(Records supplied)

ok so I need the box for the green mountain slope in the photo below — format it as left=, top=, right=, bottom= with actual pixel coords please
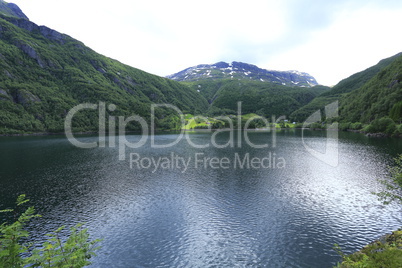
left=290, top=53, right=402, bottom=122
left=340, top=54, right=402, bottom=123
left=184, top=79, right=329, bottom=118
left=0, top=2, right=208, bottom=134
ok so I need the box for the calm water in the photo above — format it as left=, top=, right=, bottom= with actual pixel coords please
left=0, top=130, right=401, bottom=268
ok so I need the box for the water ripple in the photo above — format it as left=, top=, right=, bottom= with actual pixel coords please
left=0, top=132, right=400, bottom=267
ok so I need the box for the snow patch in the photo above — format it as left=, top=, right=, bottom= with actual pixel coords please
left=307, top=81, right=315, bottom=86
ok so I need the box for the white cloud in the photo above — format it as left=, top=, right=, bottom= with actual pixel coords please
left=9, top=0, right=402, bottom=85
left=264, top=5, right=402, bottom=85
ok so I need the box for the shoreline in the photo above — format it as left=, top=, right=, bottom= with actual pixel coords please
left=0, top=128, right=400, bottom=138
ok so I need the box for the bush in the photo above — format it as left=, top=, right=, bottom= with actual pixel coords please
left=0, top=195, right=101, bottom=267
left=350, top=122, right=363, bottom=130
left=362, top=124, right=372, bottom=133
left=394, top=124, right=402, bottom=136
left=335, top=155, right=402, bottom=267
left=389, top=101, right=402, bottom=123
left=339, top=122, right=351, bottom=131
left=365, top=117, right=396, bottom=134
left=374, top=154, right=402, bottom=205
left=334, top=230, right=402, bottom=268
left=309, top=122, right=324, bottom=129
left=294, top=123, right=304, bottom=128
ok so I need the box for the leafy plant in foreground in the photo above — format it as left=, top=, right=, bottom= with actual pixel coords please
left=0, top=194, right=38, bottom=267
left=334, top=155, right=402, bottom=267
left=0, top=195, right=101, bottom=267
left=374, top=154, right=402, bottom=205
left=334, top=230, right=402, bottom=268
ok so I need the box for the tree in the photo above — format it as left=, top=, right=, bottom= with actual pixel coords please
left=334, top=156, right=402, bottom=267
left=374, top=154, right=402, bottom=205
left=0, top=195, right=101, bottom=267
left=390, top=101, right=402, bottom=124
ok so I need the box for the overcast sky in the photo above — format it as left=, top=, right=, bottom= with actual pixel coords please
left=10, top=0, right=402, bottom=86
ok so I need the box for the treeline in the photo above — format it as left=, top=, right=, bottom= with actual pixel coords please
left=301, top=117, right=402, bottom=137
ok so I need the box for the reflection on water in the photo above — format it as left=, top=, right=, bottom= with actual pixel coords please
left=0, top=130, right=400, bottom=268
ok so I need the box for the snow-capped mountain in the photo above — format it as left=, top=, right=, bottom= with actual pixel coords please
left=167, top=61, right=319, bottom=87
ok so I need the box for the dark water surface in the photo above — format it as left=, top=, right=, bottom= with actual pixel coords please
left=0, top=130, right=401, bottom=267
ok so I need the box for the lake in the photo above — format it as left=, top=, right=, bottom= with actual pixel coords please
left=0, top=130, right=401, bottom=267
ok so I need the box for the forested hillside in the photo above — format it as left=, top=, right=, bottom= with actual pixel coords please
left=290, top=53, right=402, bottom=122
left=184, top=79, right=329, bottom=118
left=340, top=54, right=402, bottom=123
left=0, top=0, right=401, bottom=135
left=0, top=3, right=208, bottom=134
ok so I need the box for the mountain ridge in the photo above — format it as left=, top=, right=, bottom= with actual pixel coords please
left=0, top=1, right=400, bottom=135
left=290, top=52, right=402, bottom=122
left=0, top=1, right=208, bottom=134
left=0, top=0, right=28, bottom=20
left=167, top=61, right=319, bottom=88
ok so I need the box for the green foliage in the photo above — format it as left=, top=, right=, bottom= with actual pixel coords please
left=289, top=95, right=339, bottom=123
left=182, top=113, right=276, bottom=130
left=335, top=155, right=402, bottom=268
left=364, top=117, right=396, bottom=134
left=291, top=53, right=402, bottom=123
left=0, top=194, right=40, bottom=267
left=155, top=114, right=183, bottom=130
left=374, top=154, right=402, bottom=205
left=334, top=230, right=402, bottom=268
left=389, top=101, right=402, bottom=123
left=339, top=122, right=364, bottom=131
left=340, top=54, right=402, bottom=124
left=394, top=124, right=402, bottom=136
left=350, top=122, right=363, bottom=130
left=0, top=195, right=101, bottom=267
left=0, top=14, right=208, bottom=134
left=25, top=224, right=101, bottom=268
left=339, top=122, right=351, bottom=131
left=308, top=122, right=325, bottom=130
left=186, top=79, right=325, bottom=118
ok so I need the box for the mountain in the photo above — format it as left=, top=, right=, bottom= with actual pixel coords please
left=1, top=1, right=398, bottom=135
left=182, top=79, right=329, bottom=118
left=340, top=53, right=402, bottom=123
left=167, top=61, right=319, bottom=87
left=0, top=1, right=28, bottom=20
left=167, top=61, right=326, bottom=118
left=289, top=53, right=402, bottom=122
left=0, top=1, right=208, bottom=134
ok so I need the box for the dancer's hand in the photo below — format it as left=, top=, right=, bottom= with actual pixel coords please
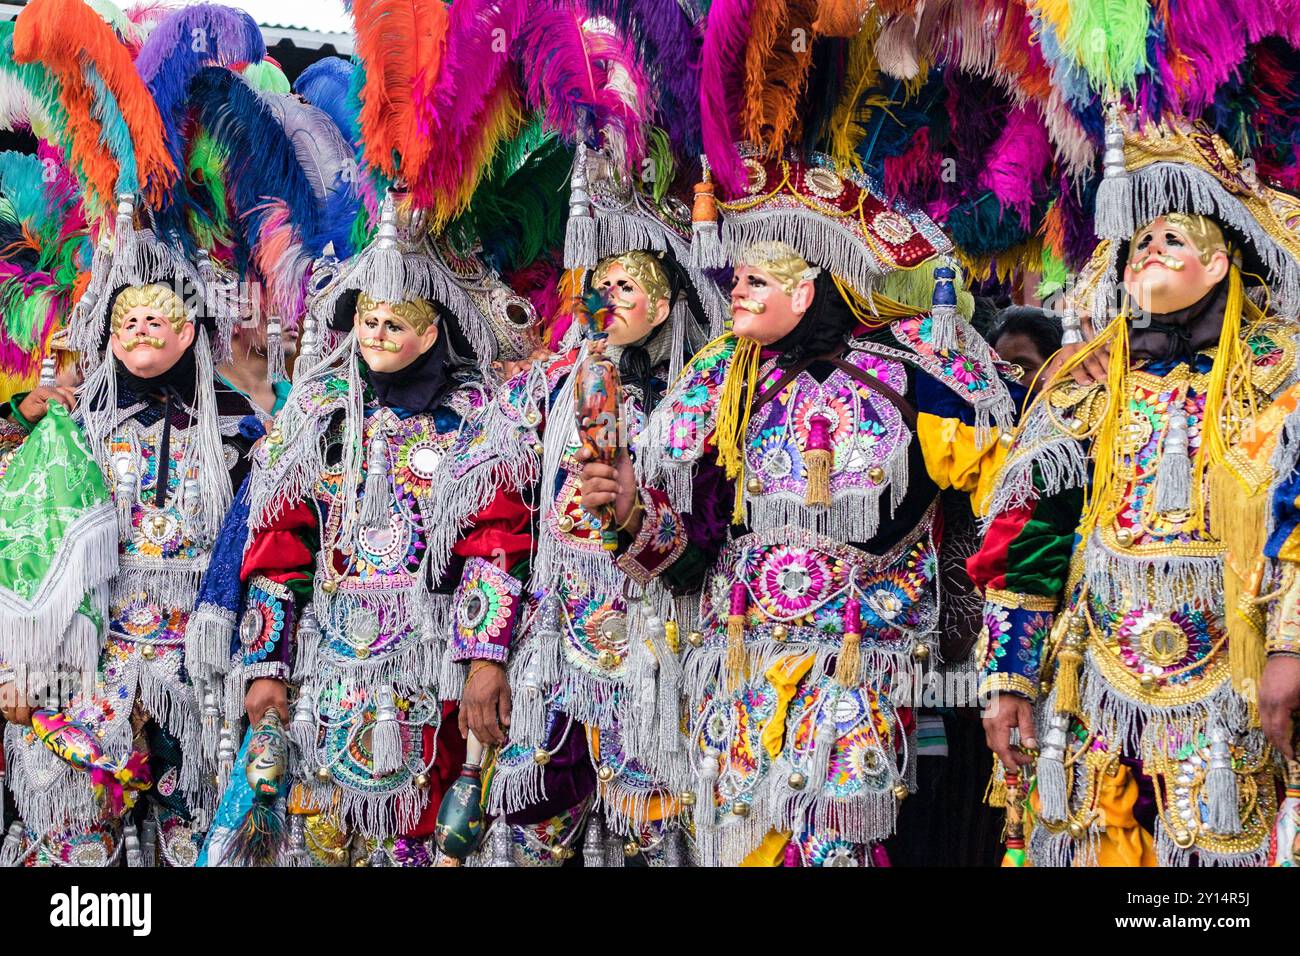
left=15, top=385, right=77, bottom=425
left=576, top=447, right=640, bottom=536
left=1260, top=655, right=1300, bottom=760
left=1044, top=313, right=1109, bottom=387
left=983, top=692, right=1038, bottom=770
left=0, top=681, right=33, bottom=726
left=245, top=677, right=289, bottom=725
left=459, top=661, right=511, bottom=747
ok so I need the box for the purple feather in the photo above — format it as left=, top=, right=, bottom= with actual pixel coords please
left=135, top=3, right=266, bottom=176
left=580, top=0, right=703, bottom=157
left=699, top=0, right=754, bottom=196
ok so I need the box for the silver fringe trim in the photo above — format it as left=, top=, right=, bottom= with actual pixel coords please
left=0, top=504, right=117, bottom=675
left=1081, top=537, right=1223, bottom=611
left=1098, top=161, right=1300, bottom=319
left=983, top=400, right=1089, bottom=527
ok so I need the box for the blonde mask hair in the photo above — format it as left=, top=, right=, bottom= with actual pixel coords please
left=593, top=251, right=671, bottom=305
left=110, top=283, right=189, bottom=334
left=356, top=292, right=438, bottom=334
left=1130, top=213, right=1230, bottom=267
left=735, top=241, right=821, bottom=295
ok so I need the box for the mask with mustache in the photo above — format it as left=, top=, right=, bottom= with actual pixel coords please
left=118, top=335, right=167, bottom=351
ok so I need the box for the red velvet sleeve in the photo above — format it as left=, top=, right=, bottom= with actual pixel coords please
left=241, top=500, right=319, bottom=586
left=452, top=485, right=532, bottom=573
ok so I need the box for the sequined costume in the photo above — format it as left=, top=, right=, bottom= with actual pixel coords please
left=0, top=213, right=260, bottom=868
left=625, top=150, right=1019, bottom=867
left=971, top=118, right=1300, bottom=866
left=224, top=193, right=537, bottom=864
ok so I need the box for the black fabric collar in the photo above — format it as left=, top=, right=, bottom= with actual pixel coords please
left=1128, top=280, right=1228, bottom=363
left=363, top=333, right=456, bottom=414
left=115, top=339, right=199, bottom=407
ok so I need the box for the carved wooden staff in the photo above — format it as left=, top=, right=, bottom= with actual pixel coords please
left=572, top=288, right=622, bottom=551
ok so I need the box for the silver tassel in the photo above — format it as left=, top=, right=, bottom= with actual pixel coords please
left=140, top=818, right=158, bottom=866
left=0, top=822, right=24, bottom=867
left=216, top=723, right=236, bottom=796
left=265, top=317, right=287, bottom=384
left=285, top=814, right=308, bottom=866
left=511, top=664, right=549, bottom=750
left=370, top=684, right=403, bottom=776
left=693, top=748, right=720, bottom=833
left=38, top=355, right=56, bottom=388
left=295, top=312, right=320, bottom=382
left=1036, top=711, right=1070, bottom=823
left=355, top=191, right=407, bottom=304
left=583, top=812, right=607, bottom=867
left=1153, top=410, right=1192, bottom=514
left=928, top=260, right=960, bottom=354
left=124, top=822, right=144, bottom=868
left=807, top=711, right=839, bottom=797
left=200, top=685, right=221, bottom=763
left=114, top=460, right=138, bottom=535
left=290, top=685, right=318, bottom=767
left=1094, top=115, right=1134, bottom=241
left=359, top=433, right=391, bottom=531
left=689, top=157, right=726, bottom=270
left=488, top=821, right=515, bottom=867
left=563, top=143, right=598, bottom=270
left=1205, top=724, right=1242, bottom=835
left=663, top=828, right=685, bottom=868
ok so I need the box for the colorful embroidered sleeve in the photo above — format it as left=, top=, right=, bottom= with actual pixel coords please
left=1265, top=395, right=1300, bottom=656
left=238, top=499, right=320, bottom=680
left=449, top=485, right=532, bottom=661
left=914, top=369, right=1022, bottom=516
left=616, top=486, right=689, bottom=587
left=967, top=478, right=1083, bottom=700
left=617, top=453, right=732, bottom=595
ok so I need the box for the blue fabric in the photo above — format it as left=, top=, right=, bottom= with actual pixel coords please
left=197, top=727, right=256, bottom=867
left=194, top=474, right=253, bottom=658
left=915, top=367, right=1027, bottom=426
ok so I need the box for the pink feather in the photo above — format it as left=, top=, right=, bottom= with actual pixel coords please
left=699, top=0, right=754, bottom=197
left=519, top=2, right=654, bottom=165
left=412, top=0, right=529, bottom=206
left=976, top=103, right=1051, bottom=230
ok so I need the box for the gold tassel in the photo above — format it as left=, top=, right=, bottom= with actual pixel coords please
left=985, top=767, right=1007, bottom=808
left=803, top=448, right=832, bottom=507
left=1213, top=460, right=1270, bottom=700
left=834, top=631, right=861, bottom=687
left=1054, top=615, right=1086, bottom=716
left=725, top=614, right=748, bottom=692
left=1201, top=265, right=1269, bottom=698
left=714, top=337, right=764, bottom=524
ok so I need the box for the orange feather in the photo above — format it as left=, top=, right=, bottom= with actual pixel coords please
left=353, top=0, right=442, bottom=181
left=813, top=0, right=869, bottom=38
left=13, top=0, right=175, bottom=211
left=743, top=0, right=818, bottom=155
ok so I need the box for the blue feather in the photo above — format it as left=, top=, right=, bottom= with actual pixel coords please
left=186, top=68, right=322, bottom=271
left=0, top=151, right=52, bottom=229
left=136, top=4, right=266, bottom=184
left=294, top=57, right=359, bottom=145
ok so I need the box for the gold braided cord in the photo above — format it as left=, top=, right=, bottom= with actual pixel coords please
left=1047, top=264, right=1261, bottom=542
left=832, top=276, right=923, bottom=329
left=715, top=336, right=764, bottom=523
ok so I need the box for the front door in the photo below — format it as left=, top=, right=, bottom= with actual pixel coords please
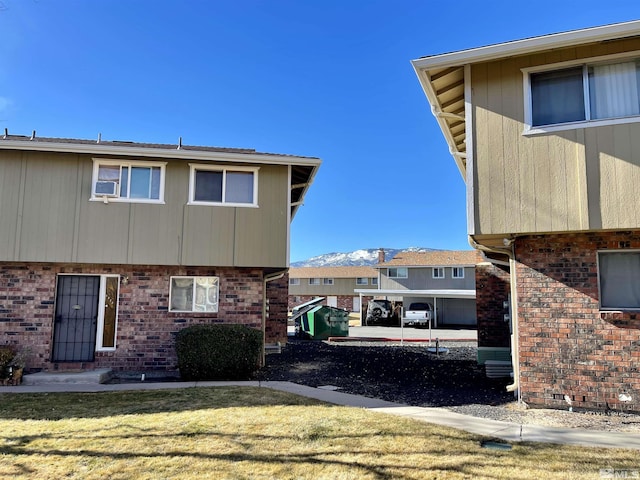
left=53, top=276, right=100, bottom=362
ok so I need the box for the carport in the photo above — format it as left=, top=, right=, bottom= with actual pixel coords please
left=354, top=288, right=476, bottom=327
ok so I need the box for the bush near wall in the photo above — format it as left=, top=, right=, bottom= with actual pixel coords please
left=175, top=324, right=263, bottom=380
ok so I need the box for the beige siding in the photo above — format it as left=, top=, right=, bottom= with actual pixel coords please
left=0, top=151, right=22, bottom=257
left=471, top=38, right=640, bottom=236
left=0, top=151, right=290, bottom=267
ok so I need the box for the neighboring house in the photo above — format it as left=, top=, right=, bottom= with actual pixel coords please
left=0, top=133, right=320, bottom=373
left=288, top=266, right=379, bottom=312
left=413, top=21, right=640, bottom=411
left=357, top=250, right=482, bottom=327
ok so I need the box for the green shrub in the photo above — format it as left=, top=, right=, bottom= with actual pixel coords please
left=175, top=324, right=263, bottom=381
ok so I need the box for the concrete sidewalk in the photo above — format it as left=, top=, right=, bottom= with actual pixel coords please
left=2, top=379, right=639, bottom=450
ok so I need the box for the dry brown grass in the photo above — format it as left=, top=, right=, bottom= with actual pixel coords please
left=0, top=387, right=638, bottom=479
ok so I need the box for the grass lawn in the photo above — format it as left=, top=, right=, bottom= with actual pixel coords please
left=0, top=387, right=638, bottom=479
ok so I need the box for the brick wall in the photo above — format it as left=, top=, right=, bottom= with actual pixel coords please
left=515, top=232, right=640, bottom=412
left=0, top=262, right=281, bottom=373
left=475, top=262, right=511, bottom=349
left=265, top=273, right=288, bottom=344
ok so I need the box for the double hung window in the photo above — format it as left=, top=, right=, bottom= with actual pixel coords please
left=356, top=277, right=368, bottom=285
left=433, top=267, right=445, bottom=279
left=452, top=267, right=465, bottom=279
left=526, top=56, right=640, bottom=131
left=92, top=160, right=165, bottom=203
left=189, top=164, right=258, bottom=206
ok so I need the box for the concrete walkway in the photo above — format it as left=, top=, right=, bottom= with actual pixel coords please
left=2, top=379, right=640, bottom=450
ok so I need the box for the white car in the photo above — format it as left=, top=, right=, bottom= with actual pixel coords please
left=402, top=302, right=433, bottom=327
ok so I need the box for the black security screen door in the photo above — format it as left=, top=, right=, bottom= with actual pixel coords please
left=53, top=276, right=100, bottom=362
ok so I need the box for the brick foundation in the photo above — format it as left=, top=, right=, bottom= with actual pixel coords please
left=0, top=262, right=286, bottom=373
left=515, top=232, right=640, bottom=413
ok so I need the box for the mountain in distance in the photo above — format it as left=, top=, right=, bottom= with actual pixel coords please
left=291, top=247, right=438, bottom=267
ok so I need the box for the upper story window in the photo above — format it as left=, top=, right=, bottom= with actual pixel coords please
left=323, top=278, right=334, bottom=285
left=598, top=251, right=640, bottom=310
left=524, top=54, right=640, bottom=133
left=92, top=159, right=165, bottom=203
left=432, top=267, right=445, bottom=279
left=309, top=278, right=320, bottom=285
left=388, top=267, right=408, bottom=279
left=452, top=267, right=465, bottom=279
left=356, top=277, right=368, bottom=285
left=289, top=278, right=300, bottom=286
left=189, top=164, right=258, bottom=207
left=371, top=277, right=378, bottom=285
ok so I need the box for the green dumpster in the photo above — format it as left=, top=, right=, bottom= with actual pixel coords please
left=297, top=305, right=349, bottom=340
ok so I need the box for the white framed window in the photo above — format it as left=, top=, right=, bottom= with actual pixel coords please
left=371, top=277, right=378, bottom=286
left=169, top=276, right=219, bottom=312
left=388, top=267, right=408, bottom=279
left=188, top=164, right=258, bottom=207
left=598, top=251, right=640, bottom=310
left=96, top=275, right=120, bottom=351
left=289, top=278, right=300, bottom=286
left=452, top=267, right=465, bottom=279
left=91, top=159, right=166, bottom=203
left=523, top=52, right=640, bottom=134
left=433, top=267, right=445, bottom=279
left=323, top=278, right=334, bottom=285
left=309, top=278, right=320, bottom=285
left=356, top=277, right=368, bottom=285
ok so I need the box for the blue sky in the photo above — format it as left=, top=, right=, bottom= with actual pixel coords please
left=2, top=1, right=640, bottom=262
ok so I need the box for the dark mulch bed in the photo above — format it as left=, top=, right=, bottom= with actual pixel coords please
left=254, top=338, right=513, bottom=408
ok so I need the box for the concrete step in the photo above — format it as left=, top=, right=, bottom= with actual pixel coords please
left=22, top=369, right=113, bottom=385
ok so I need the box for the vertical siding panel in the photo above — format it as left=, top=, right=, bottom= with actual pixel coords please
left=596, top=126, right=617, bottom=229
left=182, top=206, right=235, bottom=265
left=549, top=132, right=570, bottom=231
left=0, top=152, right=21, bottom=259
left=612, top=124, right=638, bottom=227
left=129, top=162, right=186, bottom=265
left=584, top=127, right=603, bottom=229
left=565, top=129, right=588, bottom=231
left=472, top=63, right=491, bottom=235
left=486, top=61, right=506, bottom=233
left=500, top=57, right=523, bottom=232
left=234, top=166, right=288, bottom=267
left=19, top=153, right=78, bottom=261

(End Records supplied)

Please quote exactly the lines from the one containing "ok so I need the box for the concrete step" through the last line of the records above, both included, and nothing else.

Answer space ->
ok so I need the box for the concrete step in the photo above — format it as left=, top=, right=, bottom= with actual pixel coords please
left=22, top=369, right=113, bottom=385
ok so I need the box for the vertical siding panel in the photo above — format it as left=, top=, right=, bottom= with actual pixel coords please
left=596, top=126, right=617, bottom=229
left=182, top=206, right=235, bottom=265
left=549, top=132, right=570, bottom=231
left=0, top=152, right=21, bottom=259
left=612, top=124, right=638, bottom=227
left=129, top=162, right=186, bottom=265
left=584, top=127, right=603, bottom=229
left=565, top=129, right=588, bottom=231
left=472, top=63, right=491, bottom=235
left=486, top=61, right=506, bottom=233
left=500, top=57, right=523, bottom=232
left=234, top=166, right=288, bottom=267
left=19, top=153, right=78, bottom=261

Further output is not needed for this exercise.